» **TASK GOAL**: Copy the lines of the material below starting at the line that contains "Where can you spot the nude" and ending at the last line, requests included. Add 42 to every coordinate in the answers.

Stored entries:
^^^^^^^^
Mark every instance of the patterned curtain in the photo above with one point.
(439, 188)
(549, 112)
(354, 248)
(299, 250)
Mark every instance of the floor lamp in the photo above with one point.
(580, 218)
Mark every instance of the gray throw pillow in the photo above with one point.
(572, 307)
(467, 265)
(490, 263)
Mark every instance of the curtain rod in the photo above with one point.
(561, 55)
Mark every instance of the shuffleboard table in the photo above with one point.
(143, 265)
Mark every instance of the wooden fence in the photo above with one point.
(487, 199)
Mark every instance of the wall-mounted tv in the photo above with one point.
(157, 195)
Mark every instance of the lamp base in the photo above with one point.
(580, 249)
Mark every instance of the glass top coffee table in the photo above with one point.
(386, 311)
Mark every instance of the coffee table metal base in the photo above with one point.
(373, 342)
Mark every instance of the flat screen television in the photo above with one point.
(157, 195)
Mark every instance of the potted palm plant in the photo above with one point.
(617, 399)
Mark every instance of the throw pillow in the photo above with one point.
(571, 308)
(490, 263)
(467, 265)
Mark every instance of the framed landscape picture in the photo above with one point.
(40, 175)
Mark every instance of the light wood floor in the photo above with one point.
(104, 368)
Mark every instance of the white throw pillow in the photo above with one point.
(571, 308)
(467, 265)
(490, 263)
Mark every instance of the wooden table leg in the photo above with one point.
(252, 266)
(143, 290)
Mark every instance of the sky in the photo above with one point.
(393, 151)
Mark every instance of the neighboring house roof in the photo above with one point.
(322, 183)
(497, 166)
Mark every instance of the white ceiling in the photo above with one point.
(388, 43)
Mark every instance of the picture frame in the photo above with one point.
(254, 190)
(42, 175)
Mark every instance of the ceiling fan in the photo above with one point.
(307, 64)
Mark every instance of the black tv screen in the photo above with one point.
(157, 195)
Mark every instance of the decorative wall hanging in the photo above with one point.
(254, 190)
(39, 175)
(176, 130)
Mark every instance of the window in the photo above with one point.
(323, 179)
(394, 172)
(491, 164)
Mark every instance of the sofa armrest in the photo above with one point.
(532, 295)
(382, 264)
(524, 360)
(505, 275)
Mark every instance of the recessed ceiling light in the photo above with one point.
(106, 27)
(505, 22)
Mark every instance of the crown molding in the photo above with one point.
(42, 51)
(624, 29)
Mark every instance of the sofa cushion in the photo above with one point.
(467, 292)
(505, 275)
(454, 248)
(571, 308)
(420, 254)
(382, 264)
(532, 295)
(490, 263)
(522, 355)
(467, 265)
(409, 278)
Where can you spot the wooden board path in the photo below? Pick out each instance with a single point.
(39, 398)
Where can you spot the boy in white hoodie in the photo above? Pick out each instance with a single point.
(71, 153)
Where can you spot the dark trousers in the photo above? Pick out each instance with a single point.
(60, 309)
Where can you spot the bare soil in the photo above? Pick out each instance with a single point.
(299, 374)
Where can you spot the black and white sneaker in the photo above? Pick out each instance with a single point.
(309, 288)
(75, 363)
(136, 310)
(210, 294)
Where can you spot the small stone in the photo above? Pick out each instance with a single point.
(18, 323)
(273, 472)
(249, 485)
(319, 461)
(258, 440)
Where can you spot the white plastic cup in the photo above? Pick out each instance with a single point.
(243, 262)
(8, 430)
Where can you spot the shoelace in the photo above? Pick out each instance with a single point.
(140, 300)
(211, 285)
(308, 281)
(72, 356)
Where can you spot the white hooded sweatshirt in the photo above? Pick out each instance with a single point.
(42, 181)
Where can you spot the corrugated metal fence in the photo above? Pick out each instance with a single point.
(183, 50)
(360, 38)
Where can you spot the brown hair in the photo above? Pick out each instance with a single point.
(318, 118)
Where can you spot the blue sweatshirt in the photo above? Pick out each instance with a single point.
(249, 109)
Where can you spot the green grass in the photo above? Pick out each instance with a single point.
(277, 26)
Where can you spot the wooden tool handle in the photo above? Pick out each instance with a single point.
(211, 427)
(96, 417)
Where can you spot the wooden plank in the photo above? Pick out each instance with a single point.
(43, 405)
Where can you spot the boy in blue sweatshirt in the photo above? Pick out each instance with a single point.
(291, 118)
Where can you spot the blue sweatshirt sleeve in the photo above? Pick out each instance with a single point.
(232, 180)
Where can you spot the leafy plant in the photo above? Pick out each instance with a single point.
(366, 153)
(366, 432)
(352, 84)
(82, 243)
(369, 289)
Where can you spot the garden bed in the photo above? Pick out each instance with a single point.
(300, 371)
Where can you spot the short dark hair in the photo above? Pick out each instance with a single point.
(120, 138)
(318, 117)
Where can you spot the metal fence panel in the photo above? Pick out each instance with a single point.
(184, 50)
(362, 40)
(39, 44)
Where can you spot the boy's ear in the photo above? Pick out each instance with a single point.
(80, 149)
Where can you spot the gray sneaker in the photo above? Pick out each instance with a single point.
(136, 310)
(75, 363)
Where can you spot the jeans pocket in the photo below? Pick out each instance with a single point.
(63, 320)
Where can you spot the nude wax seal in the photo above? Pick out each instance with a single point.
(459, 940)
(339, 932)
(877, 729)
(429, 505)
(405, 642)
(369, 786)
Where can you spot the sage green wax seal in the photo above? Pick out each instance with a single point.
^^^^^^^^
» **SOLUTION**:
Where can you spot the nude wax seal in the photo above? Pick out each instance with a single point.
(501, 982)
(381, 974)
(919, 771)
(471, 547)
(447, 684)
(411, 828)
Where can you spot the sage green wax seal in the photo above? Pick out each instance with a single point.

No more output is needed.